In the entries below, find the line containing "the dog's hind". Copy it and all lines after it, exactly, through the end.

***** DATASET CONTENT *****

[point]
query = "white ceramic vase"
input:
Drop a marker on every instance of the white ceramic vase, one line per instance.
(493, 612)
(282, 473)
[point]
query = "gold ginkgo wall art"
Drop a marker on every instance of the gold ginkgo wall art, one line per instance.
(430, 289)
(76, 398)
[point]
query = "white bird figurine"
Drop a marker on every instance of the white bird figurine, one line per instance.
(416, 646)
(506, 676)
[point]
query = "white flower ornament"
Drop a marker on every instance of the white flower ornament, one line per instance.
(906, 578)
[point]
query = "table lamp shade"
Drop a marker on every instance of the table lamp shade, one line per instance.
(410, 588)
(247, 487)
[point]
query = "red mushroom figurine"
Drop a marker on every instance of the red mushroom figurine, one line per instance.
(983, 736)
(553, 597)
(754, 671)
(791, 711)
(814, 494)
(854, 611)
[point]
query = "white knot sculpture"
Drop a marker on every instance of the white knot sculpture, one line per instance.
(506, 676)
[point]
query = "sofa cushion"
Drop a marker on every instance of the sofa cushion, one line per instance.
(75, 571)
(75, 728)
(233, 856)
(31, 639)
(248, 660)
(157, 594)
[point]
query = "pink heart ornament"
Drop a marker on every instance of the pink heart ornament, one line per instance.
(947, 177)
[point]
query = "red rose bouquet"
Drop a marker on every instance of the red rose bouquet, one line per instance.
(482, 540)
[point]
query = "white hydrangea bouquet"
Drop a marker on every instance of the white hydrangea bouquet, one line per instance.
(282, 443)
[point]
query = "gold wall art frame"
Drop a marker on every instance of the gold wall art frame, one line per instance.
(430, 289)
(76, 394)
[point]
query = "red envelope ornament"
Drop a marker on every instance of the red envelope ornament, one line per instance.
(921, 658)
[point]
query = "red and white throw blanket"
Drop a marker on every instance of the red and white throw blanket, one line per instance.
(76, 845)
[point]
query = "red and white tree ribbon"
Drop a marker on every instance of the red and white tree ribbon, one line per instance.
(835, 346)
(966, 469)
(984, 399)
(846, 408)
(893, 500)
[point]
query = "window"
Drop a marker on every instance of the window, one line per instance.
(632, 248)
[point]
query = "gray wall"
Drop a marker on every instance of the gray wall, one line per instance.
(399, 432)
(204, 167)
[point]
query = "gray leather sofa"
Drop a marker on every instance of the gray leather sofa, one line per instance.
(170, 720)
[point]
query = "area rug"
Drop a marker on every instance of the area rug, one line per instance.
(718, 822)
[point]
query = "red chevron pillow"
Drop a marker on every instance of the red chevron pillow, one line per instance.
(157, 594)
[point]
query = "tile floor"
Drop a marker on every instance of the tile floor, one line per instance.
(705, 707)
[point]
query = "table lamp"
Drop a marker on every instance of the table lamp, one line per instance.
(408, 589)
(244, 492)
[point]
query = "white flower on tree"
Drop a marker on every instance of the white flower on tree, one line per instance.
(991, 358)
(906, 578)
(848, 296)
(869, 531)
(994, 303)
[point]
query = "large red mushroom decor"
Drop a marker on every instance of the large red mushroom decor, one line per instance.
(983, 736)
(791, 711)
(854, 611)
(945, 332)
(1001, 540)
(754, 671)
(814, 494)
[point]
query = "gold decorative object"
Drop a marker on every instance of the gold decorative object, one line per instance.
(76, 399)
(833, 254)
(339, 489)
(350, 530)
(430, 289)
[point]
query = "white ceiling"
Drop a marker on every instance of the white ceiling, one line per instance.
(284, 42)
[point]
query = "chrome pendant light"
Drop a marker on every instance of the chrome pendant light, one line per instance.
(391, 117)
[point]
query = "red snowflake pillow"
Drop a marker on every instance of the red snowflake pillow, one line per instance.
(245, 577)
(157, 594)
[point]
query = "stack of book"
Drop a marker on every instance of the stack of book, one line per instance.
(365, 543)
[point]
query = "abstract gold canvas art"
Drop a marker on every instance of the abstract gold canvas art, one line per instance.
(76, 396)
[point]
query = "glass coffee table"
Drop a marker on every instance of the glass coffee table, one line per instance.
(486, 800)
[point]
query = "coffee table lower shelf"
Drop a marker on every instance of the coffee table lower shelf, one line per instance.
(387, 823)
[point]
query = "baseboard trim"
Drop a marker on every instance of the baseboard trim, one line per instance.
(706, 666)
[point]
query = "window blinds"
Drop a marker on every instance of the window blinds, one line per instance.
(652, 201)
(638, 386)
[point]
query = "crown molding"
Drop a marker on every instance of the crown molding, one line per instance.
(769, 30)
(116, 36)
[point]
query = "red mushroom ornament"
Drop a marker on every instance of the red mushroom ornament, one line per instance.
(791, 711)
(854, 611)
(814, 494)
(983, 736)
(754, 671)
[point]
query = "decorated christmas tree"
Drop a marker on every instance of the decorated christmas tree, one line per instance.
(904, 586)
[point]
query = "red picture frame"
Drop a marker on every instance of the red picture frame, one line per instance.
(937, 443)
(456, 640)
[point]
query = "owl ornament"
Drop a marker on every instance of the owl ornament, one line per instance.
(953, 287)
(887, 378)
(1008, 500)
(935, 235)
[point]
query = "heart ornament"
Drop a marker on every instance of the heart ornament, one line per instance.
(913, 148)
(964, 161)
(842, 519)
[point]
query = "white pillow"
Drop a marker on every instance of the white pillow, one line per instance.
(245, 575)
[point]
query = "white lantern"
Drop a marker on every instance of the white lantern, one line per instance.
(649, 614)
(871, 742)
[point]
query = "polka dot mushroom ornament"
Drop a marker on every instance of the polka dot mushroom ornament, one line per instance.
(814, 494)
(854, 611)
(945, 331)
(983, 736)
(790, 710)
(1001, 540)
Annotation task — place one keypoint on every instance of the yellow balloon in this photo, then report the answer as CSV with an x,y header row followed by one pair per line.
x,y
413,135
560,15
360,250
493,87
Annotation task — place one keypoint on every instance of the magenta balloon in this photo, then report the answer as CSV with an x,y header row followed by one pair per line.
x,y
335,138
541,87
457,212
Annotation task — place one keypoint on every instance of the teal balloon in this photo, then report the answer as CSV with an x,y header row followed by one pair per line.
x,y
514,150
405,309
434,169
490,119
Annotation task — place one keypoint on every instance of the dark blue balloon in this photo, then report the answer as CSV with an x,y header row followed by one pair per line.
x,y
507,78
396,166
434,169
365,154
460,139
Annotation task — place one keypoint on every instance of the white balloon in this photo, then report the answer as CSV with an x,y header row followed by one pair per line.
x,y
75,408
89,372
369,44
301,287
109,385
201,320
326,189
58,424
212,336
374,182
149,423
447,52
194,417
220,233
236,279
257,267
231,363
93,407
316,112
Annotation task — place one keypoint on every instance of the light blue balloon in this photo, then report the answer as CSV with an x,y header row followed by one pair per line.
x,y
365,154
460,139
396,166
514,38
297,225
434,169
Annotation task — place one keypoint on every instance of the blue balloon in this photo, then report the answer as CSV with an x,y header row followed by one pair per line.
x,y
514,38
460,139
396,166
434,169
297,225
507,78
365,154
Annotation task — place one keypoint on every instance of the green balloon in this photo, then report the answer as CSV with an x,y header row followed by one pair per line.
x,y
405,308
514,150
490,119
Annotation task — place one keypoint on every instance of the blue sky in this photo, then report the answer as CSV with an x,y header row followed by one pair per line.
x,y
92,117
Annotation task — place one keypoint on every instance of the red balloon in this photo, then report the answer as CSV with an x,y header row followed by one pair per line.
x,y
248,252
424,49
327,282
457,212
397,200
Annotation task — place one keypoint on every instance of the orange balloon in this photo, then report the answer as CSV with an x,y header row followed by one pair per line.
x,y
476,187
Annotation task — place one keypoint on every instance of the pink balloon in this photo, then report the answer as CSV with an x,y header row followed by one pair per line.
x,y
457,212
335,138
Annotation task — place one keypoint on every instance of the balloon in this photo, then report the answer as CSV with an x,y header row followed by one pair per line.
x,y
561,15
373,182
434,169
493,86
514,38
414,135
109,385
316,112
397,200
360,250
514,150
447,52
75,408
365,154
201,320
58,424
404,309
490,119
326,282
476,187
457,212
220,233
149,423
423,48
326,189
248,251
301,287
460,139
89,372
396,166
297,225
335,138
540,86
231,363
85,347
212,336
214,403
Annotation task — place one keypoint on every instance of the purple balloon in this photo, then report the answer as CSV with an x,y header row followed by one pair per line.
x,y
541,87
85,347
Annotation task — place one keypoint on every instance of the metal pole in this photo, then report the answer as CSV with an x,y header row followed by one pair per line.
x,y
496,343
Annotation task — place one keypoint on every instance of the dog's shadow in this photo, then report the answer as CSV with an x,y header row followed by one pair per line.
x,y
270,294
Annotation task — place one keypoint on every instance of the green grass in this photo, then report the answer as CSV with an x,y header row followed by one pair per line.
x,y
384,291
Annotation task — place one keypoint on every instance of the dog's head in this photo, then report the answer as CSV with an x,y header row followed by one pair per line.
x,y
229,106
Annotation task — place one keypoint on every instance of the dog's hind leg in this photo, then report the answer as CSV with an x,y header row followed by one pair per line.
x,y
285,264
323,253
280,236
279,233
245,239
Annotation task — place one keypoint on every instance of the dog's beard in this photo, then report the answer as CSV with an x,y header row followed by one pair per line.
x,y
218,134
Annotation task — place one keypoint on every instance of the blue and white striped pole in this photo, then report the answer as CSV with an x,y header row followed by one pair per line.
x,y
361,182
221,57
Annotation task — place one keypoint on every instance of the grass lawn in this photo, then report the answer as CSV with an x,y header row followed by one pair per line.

*****

WRITTEN SOLUTION -
Annotation task — place one keypoint on every instance of the dog's hind leg in this photo, then report the answer as CSV with an x,y header row followed by one pair per line.
x,y
285,264
323,253
280,236
279,233
245,239
Annotation task — place one keypoint on every instance of the dog's beard in this photo, then report the answer as CSV with an x,y header row followed by one pair per line.
x,y
218,134
Annotation task — place one keypoint on every instance of the blue and white striped pole in this photo, then report the answer as CSV with an x,y header row followed by one pair per line.
x,y
361,182
221,57
Annotation task — place one keypoint on every instance of the grass lawn in this photo, then report the answer as CSV with an x,y header row followed by one pair per line.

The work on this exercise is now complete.